Exercise>
Return, without alteration, the lines of the records below from the one containing "Target: door frame" through the one containing "top-left (518, 159), bottom-right (597, 342)", both included.

========================================================================

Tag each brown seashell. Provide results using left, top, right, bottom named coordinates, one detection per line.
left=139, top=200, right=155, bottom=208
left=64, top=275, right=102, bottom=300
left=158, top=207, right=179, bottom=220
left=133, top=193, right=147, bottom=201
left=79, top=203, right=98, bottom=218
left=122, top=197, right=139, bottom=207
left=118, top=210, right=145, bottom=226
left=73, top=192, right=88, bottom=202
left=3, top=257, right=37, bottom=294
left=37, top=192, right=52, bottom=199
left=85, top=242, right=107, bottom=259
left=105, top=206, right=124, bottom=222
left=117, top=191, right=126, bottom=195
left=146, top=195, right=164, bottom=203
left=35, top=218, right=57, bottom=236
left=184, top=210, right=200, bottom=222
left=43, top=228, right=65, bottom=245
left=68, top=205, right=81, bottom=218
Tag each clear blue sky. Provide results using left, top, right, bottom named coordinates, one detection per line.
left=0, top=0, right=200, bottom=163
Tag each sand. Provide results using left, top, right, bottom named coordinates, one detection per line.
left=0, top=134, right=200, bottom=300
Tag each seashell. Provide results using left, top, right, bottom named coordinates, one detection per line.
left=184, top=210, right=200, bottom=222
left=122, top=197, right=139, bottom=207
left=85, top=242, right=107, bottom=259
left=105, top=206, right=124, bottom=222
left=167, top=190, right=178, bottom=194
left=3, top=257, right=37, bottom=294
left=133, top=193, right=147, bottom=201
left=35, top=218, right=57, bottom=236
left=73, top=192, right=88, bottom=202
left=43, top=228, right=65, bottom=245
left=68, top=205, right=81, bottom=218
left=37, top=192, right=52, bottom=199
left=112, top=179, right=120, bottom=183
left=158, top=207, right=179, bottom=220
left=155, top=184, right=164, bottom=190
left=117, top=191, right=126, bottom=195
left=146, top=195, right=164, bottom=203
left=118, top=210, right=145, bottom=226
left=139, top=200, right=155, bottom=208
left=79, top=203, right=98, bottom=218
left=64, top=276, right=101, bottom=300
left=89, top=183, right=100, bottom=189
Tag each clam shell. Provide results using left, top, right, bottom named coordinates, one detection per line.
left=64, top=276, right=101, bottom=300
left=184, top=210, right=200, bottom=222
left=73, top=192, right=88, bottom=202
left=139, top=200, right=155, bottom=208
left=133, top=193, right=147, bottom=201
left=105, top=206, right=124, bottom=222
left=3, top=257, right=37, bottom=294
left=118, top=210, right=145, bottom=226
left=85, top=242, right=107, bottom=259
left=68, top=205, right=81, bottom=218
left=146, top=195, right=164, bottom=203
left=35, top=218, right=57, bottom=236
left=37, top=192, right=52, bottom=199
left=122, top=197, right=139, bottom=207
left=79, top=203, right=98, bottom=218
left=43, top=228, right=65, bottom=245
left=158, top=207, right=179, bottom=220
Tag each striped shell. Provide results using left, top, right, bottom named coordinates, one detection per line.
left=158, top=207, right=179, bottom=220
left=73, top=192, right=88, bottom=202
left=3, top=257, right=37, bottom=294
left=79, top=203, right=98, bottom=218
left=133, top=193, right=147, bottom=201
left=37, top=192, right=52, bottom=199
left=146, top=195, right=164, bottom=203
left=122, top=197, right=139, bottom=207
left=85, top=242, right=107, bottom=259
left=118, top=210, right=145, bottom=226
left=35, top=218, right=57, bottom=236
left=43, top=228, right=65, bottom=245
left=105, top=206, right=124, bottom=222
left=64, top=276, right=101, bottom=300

========================================================================

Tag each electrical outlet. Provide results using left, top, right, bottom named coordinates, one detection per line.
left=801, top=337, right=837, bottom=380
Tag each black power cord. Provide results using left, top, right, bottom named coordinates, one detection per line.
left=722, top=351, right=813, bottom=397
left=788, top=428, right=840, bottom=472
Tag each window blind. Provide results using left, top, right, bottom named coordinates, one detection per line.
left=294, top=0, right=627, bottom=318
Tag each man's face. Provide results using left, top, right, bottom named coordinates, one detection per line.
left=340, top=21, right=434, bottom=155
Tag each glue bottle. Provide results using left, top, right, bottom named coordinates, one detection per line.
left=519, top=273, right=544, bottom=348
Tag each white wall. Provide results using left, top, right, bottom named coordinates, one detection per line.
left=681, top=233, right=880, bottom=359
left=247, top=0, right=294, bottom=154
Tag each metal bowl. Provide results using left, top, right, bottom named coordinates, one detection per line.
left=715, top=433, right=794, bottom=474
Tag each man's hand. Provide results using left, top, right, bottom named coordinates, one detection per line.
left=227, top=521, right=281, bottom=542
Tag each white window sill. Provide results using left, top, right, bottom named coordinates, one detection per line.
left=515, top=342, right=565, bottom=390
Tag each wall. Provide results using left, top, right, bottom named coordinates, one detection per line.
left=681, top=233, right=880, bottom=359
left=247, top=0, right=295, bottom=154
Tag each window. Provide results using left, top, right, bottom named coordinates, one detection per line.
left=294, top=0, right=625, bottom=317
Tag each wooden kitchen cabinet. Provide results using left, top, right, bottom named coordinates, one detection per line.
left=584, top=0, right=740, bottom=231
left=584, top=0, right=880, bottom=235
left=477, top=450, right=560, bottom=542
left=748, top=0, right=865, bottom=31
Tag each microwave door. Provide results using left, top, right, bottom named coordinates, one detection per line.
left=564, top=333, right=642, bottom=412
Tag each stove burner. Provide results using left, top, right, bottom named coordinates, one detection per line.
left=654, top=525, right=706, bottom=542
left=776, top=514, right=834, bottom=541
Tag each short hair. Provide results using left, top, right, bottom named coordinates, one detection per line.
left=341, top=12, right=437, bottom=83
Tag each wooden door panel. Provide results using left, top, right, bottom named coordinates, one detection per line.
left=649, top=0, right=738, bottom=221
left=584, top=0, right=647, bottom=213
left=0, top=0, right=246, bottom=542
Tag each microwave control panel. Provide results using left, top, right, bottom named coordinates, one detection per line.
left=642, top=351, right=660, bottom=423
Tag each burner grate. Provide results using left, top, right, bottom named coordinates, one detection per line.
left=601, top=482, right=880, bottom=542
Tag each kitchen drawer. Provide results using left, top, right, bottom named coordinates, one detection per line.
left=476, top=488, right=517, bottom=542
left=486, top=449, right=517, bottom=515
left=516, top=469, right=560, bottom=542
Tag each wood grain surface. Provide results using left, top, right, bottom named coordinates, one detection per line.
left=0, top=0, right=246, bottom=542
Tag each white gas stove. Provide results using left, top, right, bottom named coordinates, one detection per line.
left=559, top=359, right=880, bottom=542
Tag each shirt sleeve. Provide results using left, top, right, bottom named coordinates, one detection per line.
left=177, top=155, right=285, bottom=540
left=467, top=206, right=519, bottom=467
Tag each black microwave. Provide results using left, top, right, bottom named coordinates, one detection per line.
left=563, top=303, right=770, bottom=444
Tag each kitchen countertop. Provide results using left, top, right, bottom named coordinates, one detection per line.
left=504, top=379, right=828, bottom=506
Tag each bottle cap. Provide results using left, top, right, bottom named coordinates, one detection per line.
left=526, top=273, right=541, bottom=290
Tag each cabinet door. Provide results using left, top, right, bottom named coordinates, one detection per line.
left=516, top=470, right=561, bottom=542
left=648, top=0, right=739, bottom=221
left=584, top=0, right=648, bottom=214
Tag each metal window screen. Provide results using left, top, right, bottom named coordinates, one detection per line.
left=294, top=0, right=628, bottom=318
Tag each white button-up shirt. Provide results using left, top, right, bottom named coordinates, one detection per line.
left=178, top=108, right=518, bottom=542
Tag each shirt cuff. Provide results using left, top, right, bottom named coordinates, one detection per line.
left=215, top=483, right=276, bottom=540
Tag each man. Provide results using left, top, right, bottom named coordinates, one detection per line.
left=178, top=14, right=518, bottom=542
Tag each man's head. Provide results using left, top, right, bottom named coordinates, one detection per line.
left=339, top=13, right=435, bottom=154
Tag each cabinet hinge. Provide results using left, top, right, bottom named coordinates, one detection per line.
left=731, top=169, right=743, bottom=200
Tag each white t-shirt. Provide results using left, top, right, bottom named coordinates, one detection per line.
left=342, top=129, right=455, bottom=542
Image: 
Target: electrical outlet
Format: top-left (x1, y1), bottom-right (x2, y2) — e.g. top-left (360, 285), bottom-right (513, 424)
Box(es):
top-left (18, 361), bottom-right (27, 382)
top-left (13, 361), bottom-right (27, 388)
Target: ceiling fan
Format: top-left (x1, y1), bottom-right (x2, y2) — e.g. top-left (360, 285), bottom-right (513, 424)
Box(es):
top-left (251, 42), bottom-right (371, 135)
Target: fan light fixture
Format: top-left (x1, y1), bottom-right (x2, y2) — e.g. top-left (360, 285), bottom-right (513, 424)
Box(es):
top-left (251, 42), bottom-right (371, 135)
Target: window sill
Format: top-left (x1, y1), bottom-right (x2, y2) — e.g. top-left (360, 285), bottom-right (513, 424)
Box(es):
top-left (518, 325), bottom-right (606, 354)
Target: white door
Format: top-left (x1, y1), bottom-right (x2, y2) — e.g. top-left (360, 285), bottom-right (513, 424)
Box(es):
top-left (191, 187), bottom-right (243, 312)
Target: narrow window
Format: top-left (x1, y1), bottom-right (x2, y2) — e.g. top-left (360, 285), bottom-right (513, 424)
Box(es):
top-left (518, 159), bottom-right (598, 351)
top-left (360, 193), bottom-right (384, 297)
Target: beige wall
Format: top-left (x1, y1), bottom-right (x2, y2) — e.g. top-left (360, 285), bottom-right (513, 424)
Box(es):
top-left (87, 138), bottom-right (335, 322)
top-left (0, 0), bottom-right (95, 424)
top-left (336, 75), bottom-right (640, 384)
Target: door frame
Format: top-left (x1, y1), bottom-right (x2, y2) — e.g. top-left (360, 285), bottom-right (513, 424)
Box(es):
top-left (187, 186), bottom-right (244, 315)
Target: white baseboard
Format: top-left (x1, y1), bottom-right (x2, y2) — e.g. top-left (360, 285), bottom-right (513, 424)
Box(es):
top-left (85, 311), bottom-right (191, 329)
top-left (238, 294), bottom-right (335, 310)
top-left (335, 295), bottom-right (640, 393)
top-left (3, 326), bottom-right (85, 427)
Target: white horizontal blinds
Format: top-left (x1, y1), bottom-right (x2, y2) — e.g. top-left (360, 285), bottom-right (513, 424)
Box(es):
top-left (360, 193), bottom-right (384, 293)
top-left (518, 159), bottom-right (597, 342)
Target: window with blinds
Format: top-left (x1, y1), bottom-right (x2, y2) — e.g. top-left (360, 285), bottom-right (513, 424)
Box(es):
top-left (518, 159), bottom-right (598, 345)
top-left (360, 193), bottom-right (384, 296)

========================================================================

Full answer>
Target: door frame
Format: top-left (x1, y1), bottom-right (x2, y2) — e.g. top-left (360, 285), bottom-right (513, 424)
Box(es):
top-left (187, 186), bottom-right (244, 315)
Target: white baseboard
Format: top-left (x1, y1), bottom-right (x2, y2) — e.g. top-left (360, 285), bottom-right (513, 424)
Box(es):
top-left (85, 311), bottom-right (191, 329)
top-left (238, 294), bottom-right (335, 310)
top-left (335, 295), bottom-right (640, 393)
top-left (3, 326), bottom-right (85, 427)
Target: white horizontal blinds
Format: top-left (x1, y1), bottom-right (x2, y2) — e.g. top-left (360, 285), bottom-right (513, 424)
Box(es):
top-left (360, 193), bottom-right (384, 293)
top-left (518, 159), bottom-right (597, 342)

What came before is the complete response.